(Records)

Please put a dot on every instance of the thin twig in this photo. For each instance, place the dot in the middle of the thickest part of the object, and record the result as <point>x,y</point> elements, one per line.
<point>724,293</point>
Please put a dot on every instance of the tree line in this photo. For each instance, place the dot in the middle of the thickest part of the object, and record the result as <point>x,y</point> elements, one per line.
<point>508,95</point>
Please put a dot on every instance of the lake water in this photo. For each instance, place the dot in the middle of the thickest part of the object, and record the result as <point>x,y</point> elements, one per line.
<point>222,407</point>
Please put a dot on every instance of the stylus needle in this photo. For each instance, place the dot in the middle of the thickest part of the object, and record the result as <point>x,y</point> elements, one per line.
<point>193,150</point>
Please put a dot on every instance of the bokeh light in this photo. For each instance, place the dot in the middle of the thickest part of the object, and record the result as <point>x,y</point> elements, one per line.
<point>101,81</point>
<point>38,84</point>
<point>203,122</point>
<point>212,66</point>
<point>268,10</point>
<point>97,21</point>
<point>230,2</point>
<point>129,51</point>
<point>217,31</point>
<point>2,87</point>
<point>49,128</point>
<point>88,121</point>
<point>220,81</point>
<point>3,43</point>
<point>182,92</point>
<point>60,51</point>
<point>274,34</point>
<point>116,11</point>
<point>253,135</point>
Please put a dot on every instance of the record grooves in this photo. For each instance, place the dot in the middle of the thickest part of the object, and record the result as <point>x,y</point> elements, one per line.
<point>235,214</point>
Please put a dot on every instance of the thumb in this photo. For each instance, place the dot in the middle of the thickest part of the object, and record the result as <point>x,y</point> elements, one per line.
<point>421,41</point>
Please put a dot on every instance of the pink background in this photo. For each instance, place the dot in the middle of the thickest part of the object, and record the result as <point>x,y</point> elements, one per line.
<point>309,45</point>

§ **Task goal**: Please update these lines by replacing "put a dot on" with "place a marker on" wherever it appears, and keep everything else the same.

§ **Task result**:
Please place a marker on every instance of the thin twig in this photo. For each instance, place the dot in the middle of the thickest part of the object, and record the result as <point>x,y</point> elements, one per line.
<point>724,293</point>
Please place a marker on every instance of the tree line in this photo. For each instance, place the dot in the middle of the thickest part of the object, and record the result as <point>x,y</point> elements, one per line.
<point>508,95</point>
Please place a marker on every instance of the lake water in this photo. For each instance, place the dot in the middle of the thickest part of the object, and record the result as <point>x,y</point> elements, one per line.
<point>222,407</point>
Please place a marker on every instance of the stylus needle in this photo. For each instance, place the dot in the middle of the thickest part of the object, and record the result as <point>x,y</point> elements, one per line.
<point>193,150</point>
Please place a marker on every instance of the bokeh light in this photo. For each instance, place the dot in the middle of the thickest part of the object, and record the result as <point>x,y</point> elements, one per line.
<point>101,81</point>
<point>38,84</point>
<point>203,122</point>
<point>212,66</point>
<point>268,10</point>
<point>97,21</point>
<point>230,2</point>
<point>129,51</point>
<point>217,31</point>
<point>2,87</point>
<point>49,128</point>
<point>88,121</point>
<point>220,81</point>
<point>3,43</point>
<point>182,92</point>
<point>60,51</point>
<point>274,34</point>
<point>116,11</point>
<point>253,135</point>
Please place a marker on every instance of the record grooves in this photo. For each instance, place the dot in the middle of the thickest part of the object, and record the result as <point>x,y</point> elements, one per line.
<point>235,214</point>
Please place a marker on every instance of the thumb in this photo. For each instance, place the dot in the middle of the thickest part of the object, and record the result as <point>x,y</point> elements, one per line.
<point>421,41</point>
Please place a marker on every instance of the pink background in this photo. For each instance, place the dot in the middle of the thickest part of the object, and record the result as <point>x,y</point> elements, one per line.
<point>309,45</point>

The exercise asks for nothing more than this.